Clarity drives focus in the battery supply chain
By Marcus Williams2021-09-06T15:00:00
The increasing demand from the automotive industry for lithium battery materials could be the next big disruption unless OEMs adopt better risk and contingency analysis says Rekha Menon-Varma, co-founder and managing partner at Vertaeon
As regulation drives the transformation of the automotive industry into a producer of electric vehicles, carmakers are becoming more susceptible to disruptions in the supply of minerals and materials used in the building of lithium-ion batteries. Competition with other industries for resources, the concentration of suppliers in specific global regions, and the associated time and (increasing) cost in shipping these materials from those regions across the world, are all factors.
What is also an issue for the automotive industry is the lack of supply chain visibility at the sub-supplier level and the need for a clearer picture of the contingencies necessary to deal with supply shortages before they occur.
“The imbalance created by the ongoing chip shortage is an excellent example of a perfect storm caused by the convergence of evolving market trends, overlayed with geopolitical tensions and post-pandemic demand surges,” says Rekha Menon-Varma, co-founder and managing partner at Vertaeon, a software-as-a-service (Saas) provider of tools to analyse risks and mitigate disruption.

Extracted material.
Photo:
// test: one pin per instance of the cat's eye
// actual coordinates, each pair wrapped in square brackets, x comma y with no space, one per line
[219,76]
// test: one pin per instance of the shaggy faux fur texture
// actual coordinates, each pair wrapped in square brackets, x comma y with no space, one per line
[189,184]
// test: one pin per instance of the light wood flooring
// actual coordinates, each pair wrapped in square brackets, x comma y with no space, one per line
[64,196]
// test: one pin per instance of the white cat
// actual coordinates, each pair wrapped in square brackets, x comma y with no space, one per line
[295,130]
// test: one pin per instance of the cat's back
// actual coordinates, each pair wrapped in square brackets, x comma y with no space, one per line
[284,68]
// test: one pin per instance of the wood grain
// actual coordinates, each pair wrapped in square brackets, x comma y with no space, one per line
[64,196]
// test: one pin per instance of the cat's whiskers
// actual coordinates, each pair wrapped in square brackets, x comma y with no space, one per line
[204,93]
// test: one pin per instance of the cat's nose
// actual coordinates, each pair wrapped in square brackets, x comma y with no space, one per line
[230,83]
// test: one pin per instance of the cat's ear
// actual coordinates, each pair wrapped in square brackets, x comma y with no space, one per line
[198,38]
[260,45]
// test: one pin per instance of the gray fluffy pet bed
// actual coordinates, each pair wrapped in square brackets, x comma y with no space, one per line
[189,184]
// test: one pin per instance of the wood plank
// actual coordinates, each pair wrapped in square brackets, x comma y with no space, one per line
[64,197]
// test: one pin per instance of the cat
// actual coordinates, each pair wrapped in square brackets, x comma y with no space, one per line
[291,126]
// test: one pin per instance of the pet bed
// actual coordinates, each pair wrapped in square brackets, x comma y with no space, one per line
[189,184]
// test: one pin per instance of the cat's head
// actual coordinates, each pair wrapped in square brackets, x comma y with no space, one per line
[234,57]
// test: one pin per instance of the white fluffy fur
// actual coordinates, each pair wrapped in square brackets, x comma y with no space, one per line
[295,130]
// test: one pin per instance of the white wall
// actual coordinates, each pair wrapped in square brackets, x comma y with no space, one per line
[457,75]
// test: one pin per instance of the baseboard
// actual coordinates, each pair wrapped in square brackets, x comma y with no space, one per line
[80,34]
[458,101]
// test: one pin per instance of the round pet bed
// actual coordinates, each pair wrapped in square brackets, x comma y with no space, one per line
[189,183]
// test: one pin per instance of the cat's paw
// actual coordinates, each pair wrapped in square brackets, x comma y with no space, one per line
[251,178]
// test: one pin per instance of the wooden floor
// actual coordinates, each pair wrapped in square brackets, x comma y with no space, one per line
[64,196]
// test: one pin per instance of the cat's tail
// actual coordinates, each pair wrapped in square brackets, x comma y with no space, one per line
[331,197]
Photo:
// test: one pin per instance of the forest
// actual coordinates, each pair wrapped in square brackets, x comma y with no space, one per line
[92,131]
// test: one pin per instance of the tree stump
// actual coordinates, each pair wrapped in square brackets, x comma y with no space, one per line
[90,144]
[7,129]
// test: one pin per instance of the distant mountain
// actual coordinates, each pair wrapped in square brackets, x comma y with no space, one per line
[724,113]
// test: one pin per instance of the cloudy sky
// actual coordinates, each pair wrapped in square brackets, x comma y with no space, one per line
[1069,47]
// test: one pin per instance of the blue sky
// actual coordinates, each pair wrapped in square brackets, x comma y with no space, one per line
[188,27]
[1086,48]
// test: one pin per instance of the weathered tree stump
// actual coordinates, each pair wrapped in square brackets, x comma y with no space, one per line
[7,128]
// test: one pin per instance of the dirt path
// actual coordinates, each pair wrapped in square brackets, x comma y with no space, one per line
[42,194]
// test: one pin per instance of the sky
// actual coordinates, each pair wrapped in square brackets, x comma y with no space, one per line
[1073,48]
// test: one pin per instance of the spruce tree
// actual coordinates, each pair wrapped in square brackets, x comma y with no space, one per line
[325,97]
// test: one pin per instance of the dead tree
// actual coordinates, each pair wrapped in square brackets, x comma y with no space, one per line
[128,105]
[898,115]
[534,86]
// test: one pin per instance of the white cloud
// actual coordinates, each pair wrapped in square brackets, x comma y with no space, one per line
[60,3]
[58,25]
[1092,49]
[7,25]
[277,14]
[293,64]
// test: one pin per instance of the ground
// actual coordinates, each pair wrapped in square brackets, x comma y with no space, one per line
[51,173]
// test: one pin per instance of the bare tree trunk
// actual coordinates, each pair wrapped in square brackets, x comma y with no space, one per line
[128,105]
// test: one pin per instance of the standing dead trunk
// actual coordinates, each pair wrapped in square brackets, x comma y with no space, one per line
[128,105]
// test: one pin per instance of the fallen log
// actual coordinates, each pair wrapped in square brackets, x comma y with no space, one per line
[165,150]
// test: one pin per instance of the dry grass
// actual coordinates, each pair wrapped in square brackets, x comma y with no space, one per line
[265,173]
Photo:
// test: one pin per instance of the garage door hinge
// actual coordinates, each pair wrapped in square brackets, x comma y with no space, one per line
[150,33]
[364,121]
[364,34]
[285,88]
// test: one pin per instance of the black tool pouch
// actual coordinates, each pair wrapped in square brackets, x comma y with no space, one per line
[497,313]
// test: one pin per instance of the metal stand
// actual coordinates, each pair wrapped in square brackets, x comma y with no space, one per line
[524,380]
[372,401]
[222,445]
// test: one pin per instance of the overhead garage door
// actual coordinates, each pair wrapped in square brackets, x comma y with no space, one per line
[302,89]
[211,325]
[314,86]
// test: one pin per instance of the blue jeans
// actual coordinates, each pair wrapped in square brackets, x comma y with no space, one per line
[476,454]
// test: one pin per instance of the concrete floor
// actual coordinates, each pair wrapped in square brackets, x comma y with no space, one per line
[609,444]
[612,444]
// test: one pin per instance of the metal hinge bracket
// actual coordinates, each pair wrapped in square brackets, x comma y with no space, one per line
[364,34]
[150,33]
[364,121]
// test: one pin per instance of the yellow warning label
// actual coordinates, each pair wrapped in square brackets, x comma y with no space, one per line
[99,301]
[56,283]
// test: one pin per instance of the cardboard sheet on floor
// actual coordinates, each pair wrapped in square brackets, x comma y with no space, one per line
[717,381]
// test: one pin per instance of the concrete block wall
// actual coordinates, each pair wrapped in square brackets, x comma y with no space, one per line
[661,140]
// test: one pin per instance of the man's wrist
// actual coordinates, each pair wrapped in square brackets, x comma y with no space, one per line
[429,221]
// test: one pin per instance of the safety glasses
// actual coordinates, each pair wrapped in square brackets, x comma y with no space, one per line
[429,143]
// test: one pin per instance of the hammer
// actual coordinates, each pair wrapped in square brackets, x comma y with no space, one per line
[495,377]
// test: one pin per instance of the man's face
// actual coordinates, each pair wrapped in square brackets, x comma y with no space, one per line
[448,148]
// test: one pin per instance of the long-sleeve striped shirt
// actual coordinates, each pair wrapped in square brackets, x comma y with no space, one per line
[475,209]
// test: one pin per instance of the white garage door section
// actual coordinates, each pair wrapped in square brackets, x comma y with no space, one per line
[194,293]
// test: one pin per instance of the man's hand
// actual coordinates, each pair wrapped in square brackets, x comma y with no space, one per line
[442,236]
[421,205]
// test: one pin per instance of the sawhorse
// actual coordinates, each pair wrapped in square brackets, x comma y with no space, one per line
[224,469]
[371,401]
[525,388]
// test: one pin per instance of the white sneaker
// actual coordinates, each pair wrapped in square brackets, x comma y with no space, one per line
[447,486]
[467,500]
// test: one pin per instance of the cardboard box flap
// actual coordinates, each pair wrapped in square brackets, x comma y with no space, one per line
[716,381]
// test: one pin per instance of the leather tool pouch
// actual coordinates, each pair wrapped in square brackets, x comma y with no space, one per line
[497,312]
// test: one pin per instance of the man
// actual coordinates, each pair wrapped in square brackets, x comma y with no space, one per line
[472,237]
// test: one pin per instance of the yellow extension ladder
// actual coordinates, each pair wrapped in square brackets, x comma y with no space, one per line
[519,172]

Your objective. Reproduce the full article on the battery supply chain above word for word, from its headline through its final paragraph.

Response to the exercise.
Clarity drives focus in the battery supply chain
By Marcus Williams2021-09-06T15:00:00
The increasing demand from the automotive industry for lithium battery materials could be the next big disruption unless OEMs adopt better risk and contingency analysis says Rekha Menon-Varma, co-founder and managing partner at Vertaeon
As regulation drives the transformation of the automotive industry into a producer of electric vehicles, carmakers are becoming more susceptible to disruptions in the supply of minerals and materials used in the building of lithium-ion batteries. Competition with other industries for resources, the concentration of suppliers in specific global regions, and the associated time and (increasing) cost in shipping these materials from those regions across the world, are all factors.
What is also an issue for the automotive industry is the lack of supply chain visibility at the sub-supplier level and the need for a clearer picture of the contingencies necessary to deal with supply shortages before they occur.
“The imbalance created by the ongoing chip shortage is an excellent example of a perfect storm caused by the convergence of evolving market trends, overlayed with geopolitical tensions and post-pandemic demand surges,” says Rekha Menon-Varma, co-founder and managing partner at Vertaeon, a software-as-a-service (Saas) provider of tools to analyse risks and mitigate disruption.